** BEGIN **

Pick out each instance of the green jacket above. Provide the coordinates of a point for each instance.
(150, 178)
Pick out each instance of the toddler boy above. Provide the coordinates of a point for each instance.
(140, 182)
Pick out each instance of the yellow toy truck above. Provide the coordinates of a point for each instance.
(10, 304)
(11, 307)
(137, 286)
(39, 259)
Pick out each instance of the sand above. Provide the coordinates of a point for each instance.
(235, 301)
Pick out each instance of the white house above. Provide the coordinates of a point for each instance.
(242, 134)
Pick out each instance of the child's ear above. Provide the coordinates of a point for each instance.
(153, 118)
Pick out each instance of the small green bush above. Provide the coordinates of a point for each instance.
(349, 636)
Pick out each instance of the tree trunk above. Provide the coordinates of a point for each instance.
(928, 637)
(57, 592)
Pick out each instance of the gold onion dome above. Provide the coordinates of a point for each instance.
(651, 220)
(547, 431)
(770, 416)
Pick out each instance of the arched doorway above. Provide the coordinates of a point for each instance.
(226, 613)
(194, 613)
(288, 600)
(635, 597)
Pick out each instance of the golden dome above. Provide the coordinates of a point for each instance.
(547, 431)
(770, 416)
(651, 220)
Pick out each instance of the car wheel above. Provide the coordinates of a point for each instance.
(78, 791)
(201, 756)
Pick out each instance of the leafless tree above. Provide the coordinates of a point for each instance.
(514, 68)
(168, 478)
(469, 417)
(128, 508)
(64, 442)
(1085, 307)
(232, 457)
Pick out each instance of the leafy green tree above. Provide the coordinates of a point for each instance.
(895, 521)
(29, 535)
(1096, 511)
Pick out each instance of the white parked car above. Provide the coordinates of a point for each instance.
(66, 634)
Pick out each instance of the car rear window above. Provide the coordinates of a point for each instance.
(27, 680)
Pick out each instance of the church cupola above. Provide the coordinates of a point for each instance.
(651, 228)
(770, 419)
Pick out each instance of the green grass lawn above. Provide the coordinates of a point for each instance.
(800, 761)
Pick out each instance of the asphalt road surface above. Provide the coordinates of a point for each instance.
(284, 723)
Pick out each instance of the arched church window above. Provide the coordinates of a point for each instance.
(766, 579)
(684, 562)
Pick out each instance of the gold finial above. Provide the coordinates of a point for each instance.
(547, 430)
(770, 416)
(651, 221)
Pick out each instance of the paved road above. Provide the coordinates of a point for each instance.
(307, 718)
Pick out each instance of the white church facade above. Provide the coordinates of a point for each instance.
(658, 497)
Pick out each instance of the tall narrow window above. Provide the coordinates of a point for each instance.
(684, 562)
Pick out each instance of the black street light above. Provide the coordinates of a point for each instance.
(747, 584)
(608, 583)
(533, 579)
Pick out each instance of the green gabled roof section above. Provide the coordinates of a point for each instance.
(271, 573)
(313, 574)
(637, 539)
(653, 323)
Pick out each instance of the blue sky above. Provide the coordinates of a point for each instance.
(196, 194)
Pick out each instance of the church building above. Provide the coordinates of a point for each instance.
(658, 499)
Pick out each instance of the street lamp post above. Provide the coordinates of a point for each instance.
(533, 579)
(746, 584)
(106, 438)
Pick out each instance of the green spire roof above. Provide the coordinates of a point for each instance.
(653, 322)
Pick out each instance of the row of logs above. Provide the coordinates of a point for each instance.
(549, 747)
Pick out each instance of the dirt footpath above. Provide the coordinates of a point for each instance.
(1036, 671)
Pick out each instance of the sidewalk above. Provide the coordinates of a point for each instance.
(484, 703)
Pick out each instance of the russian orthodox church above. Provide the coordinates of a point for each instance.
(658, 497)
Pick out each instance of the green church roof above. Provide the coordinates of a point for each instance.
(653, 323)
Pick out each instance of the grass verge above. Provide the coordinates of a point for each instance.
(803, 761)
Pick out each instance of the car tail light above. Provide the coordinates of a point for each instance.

** END **

### WORK REQUIRED
Reproduce all data above, unchanged.

### CORRECT RESPONSE
Pick out each instance of the green jacket above. Provide the coordinates of a point for each instance.
(150, 178)
Pick out each instance of the toddler boy above. Provide the coordinates of a point for each instance.
(140, 182)
Pick out each instance of the yellow toy truck above. Provide the coordinates of a point for each instance.
(10, 304)
(11, 307)
(137, 286)
(39, 259)
Pick out each instance of the sand above. Provide the coordinates of a point for each instance.
(235, 301)
Pick out each instance of the white house above. Provide the coordinates of a point for each instance.
(242, 134)
Pick out each instance of the child's ear above. Provide the coordinates of a point for each instance.
(153, 118)
Pick out each instance of the small green bush above. Provide the coordinates of a point for each instance.
(349, 636)
Pick out each instance of the tree trunk above. Provide the coordinates of a point for each instance.
(928, 637)
(57, 592)
Pick out each instance of the gold onion dome above. Provide the coordinates of a point for each instance.
(651, 220)
(547, 431)
(770, 416)
Pick out each instance of the arched doorway above. Provide the coordinates of a point for each instance.
(226, 613)
(194, 613)
(288, 600)
(635, 597)
Pick out each instance of the golden dome above. Provide the coordinates of a point for each instance.
(547, 431)
(770, 416)
(651, 220)
Pick out each instance of the car wheel above. Provide the coordinates of a point for each instance.
(78, 791)
(201, 756)
Pick out each instance of the leafless tree above. Provide the coordinates of a point for each instance.
(514, 68)
(168, 478)
(469, 417)
(128, 508)
(64, 442)
(1085, 307)
(232, 457)
Pick out each instance of the leafy green tree above. Provide the coordinates of a point for each instance.
(895, 521)
(29, 535)
(1096, 511)
Pick out each instance of the white parked car above. Provide the coordinates of a point for each instance.
(66, 634)
Pick out each instance of the car rear window above. Provide the coordinates of a point for each instance.
(27, 680)
Pick out each instance of the church cupola above. Provide the coordinates of a point for each instance.
(651, 228)
(770, 419)
Pick out each instance of the green grass lawn above. Provide the coordinates of a point for each instance.
(800, 761)
Pick out each instance of the asphalt road surface above. Provide the coordinates of a point for each instance.
(284, 723)
Pick out each instance of the arched church window above. Provide the coordinates of a point for each instance.
(766, 579)
(684, 562)
Pick out each instance of the gold finial above. Provide the coordinates of a point for each instance.
(547, 430)
(770, 416)
(651, 221)
Pick out each instance of the paved road above. Provide the coordinates of a point for each instance.
(307, 718)
Pick out each instance of the white church facade above. Provide the coordinates of a point for each instance.
(658, 497)
Pick out each instance of the tall narrow window above. Provide the coordinates of a point for each instance.
(684, 562)
Pick out each instance of the black street light above. Provide the coordinates of a point for each instance.
(747, 584)
(608, 583)
(533, 579)
Pick out each instance of the green gabled roof section above. Provide the coordinates of a point for each instance.
(271, 573)
(313, 574)
(637, 539)
(653, 323)
Pick out each instance of the blue sky above. Provide the coordinates of a point for each instance.
(196, 194)
Pick out each instance of the church building above. Provide the coordinates of a point for each instance.
(658, 499)
Pick out each instance of the street lamp post above. Provide the coordinates of a point for each instance.
(533, 579)
(746, 584)
(106, 438)
Pick out each instance of the green spire roof above. Provide the coordinates of a point for each instance.
(653, 322)
Pick out each instance of the row of logs above. Provide the coordinates of a point for each instance.
(549, 747)
Pick out each instance of the dirt footpath above. Provide the coordinates of a point for each instance.
(1036, 671)
Pick out each instance of the sidewalk above. Provide the coordinates of a point for each instance.
(484, 703)
Pick out each instance of the russian orthodox church above. Provide the coordinates of a point for each instance.
(658, 497)
Pick out each instance of the green church roof above. Provide the coordinates of a point for each instance.
(653, 323)
Pick out each instance of the grass verge above. Provide the coordinates of a point for each instance.
(803, 761)
Pick out each instance of the car tail light above. Provide the coordinates of a point for each instance.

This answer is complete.